- AIM OF THE TASK:
Find each line in the items below that contains the string "body" and copy it out in full. Case counts, so match only that exact capitalization.

== PROVIDED RECORDS

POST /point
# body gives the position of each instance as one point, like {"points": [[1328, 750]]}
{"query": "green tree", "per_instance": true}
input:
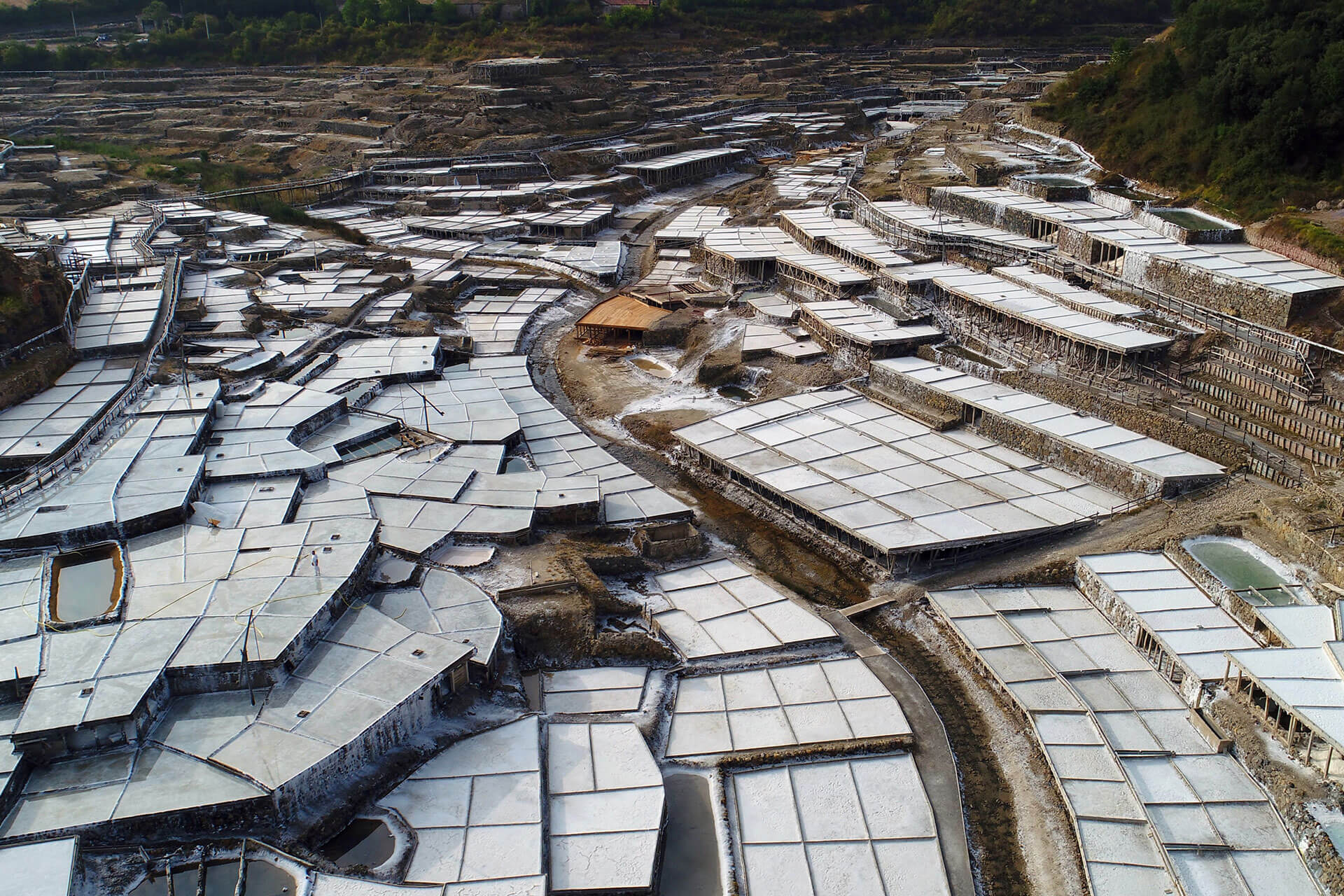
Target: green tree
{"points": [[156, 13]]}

====
== PROVIDED RECORDS

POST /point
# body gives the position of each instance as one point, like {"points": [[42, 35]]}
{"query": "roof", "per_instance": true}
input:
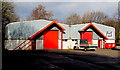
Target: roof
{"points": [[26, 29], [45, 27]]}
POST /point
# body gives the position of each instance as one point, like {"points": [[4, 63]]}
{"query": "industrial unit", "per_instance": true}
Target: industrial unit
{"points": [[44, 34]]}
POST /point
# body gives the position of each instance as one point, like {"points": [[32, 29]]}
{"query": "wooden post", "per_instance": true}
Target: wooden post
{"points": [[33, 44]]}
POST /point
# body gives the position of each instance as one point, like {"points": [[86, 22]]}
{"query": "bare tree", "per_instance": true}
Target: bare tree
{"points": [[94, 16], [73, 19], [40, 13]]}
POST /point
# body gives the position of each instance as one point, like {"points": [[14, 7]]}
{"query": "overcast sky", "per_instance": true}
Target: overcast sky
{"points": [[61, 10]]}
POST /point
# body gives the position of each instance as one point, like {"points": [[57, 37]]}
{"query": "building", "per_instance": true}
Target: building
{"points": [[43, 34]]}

====

- CORRECT RESULT:
# body gives the position of each instance as one point, like {"points": [[1328, 750]]}
# body gives the position of each instance as one point, like {"points": [[42, 35]]}
# body gives the position of each instance as one point, like {"points": [[4, 63]]}
# body gives the position of each instance as one point, like {"points": [[32, 29]]}
# body gives the position of each instance as one point, like {"points": [[86, 22]]}
# body gives the position of each instance as one point, like {"points": [[14, 7]]}
# body gives the position of each instance as one point, like {"points": [[57, 37]]}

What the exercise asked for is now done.